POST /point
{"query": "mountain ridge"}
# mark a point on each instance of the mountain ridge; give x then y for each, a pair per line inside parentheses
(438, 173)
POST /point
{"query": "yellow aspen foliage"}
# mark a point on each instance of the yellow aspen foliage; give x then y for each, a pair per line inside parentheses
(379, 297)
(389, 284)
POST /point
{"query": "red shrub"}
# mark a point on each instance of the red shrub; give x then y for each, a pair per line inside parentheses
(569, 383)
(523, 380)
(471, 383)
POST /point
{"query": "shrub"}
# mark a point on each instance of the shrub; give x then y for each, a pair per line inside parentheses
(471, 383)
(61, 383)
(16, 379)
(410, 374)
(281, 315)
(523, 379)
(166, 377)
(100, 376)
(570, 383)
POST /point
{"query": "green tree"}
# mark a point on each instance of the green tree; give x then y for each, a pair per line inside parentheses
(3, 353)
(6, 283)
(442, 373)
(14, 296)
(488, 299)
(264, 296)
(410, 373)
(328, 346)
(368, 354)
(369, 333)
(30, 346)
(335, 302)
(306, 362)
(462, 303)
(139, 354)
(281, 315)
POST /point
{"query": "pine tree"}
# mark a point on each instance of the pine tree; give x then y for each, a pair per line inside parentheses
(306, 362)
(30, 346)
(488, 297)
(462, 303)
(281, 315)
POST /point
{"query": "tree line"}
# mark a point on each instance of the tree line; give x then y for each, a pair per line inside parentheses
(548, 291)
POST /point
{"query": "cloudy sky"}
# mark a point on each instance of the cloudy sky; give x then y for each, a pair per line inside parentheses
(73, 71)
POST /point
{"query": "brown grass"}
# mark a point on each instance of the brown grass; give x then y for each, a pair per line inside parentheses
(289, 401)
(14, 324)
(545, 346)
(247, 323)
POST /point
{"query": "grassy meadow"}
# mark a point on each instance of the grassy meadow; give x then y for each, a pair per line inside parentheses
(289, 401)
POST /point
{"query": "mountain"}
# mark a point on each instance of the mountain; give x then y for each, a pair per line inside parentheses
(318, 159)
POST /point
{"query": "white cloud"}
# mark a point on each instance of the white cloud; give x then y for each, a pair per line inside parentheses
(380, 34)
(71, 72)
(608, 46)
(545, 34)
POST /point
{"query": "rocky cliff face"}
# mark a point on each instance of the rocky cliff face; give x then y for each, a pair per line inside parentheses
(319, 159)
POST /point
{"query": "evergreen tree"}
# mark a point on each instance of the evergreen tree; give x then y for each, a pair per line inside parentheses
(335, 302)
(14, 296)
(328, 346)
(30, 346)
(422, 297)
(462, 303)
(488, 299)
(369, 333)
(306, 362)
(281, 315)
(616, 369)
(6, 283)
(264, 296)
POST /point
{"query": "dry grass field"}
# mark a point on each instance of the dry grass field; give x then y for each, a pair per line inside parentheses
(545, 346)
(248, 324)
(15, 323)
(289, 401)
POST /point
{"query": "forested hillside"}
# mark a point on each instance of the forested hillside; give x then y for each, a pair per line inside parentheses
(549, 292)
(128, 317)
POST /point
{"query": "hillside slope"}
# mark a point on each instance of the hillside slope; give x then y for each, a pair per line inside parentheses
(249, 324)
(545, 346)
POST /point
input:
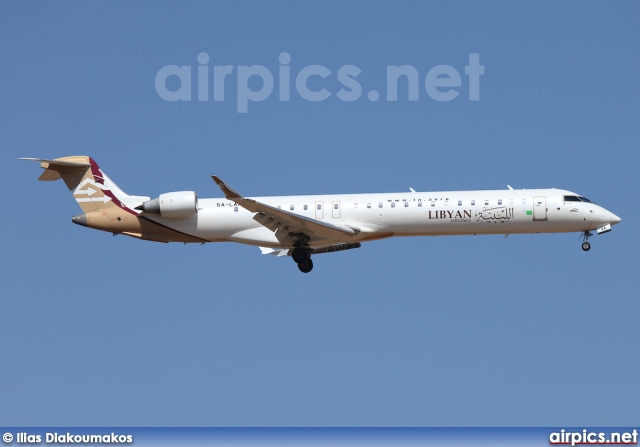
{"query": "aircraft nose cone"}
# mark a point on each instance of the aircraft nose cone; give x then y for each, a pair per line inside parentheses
(615, 219)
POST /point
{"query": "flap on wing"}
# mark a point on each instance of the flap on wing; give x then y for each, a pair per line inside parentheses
(284, 223)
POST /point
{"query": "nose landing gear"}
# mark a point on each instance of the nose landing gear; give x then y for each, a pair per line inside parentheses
(586, 246)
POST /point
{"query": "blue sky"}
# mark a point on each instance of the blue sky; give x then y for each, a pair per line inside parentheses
(453, 331)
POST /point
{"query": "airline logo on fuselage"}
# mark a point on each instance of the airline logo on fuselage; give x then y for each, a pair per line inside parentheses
(453, 216)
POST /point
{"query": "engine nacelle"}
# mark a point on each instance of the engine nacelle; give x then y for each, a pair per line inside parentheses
(172, 204)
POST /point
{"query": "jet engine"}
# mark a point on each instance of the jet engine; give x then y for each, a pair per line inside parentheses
(172, 204)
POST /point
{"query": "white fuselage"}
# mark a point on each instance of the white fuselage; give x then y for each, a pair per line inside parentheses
(381, 215)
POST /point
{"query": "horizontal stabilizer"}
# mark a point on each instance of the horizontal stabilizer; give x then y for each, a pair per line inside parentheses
(59, 163)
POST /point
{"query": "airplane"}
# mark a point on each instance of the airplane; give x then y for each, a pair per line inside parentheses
(303, 226)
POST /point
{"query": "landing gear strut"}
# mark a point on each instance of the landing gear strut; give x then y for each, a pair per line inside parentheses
(303, 259)
(586, 246)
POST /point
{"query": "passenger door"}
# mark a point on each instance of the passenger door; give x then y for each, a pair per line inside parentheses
(540, 208)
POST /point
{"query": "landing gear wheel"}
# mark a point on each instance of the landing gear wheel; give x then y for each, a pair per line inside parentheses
(305, 266)
(299, 254)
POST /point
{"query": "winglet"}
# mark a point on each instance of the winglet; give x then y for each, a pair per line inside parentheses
(229, 192)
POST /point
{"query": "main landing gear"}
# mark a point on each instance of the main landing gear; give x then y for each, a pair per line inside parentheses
(302, 257)
(586, 246)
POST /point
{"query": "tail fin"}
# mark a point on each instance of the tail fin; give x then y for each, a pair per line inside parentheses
(91, 187)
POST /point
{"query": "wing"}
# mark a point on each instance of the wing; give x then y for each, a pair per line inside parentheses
(290, 228)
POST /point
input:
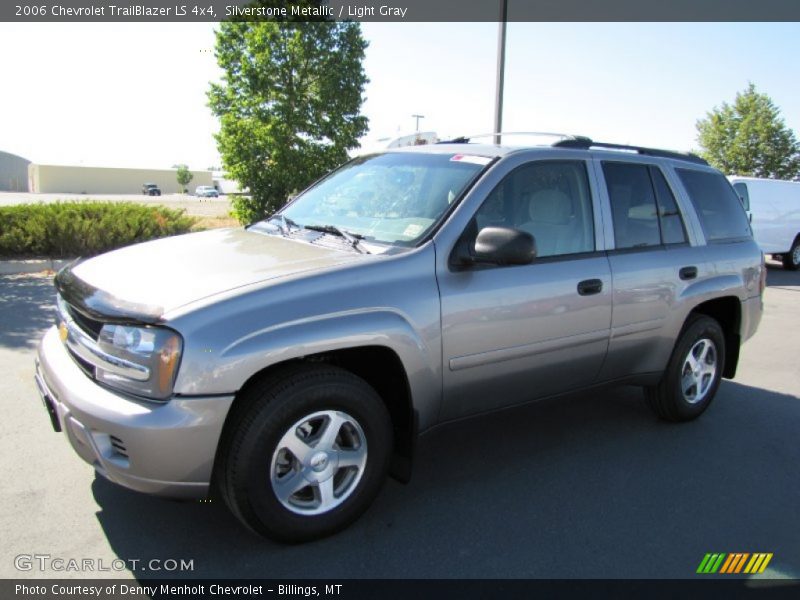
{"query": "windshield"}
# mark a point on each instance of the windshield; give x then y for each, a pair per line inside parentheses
(393, 198)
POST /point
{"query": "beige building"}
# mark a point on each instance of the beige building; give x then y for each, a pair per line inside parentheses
(102, 180)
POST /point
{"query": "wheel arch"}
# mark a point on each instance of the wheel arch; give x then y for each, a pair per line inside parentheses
(382, 368)
(727, 311)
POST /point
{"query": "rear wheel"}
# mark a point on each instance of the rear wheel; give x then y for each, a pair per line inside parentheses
(693, 374)
(306, 454)
(791, 260)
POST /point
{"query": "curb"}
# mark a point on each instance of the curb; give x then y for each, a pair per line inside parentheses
(15, 267)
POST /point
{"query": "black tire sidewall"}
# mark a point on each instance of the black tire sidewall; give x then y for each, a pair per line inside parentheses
(699, 328)
(788, 259)
(252, 488)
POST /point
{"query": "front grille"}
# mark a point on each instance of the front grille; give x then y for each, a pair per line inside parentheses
(90, 326)
(84, 366)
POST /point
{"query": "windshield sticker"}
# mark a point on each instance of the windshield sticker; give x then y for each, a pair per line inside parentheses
(413, 230)
(471, 158)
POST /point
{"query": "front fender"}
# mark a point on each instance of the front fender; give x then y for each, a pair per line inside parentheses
(285, 341)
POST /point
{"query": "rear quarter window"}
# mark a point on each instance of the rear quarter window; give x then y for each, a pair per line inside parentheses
(719, 209)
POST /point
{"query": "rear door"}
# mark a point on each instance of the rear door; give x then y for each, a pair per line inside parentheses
(516, 333)
(652, 264)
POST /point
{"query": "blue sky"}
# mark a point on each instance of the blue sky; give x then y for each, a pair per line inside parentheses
(134, 94)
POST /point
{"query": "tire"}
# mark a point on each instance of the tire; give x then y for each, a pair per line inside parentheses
(683, 394)
(791, 260)
(295, 429)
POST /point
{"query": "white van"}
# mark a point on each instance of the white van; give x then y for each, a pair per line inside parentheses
(774, 210)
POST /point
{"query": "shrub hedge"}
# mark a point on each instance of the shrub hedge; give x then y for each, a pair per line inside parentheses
(84, 228)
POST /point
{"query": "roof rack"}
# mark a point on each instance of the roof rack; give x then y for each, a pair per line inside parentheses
(585, 143)
(465, 139)
(582, 142)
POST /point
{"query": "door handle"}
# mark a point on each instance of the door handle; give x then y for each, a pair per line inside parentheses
(588, 287)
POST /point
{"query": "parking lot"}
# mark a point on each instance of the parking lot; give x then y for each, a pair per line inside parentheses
(586, 486)
(194, 206)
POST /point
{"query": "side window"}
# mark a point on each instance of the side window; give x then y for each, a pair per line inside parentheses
(672, 229)
(633, 205)
(741, 189)
(550, 199)
(719, 209)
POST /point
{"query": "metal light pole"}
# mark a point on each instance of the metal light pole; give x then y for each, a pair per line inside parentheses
(501, 67)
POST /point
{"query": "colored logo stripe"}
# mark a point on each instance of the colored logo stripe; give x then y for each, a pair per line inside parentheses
(734, 562)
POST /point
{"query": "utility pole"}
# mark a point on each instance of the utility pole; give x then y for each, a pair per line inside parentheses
(501, 67)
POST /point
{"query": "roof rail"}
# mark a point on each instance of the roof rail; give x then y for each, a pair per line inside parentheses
(585, 143)
(465, 139)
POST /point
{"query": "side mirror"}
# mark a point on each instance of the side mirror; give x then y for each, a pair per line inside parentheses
(504, 246)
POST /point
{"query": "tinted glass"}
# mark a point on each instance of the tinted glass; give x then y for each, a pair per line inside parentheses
(394, 198)
(718, 207)
(672, 230)
(633, 205)
(548, 199)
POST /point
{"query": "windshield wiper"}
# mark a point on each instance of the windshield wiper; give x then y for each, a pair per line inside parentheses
(352, 238)
(284, 223)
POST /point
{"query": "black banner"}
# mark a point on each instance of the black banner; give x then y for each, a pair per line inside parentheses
(151, 11)
(348, 589)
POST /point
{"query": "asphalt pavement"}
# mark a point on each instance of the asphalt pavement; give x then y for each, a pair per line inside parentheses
(589, 486)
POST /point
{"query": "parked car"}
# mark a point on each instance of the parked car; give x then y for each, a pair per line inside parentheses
(289, 365)
(151, 189)
(773, 207)
(206, 191)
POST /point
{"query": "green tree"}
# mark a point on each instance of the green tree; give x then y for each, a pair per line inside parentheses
(749, 137)
(289, 105)
(184, 176)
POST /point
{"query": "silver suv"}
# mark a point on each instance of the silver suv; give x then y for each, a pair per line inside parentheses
(290, 365)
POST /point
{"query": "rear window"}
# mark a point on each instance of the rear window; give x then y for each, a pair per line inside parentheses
(741, 189)
(718, 207)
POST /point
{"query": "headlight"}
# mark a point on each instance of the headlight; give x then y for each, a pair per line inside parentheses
(155, 349)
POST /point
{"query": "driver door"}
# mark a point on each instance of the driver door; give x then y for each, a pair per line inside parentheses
::::
_GIVEN INSTRUCTION_
Pull out every line of the material above that contains the string "slope", copying each one in full.

_ANSWER TO THE PROBLEM_
{"query": "hillside slope"}
# mark a point on each instance of the hillside slope; give x then y for each, a pair per line inside parentheses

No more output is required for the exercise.